***** Given passage
So there's some interesting challenges around just applying the same sort of packet management approaches to configuration in general. But there's a lot of value there around CI. I guess actually I mentioned Build Packs and Dockerfile is an interesting example. Dockerfile is super-valuable, Build Packs basically take a bunch of I guess easy path options for certain specific, but very common setups. So yeah, you've got a basic Spring app. Well, yeah the Build Pack will work until it doesn't and then you can flip to something like Dockerfile. Question is can we do that for CIM setups as well? So rather than trying to solve them from the CI side, generically, can you solve them from the, no, I get to be opinionated about the framework. So let's solve it for Spring. Let's solve it for rails. Let's solve it for Django.

Gareth (25:45):

I think there's maybe a infrastructure person that comes at of it from a, no, I want to solve a CI problem. It's like, no, let's go solve, back to that platform product, as a product person, I want to solve the end user problem. And the end user is a developer and the end user is not a developer. They're a .net core developer using C sharp. Okay, let's go solve that very specific problem. And I feel like we can often flip a bunch of these things around to say, "Well let's solve the specific problem that individual developers have," rather than solving the I'm a CI nerd problem because we're talking about a world where we've shifted that out, where we're providing a platform to developers. And that doesn't mean all developers in lots of cases. It means the developers I'm working with.

Daniel (26:38):

Yeah, I like that Gareth. No, I like that a lot.
**********
***** Data extract
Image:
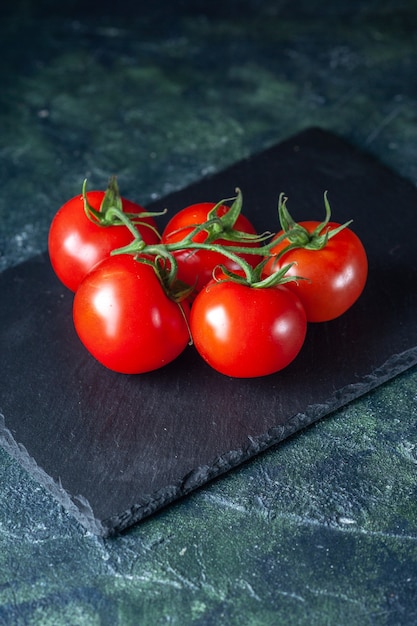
**********
> Problem description: Retype everything from "So there's some" down to "it for Django." in the CI discussion, keeping the words unchanged.

> Response to this task:
So there's some interesting challenges around just applying the same sort of packet management approaches to configuration in general. But there's a lot of value there around CI. I guess actually I mentioned Build Packs and Dockerfile is an interesting example. Dockerfile is super-valuable, Build Packs basically take a bunch of I guess easy path options for certain specific, but very common setups. So yeah, you've got a basic Spring app. Well, yeah the Build Pack will work until it doesn't and then you can flip to something like Dockerfile. Question is can we do that for CIM setups as well? So rather than trying to solve them from the CI side, generically, can you solve them from the, no, I get to be opinionated about the framework. So let's solve it for Spring. Let's solve it for rails. Let's solve it for Django.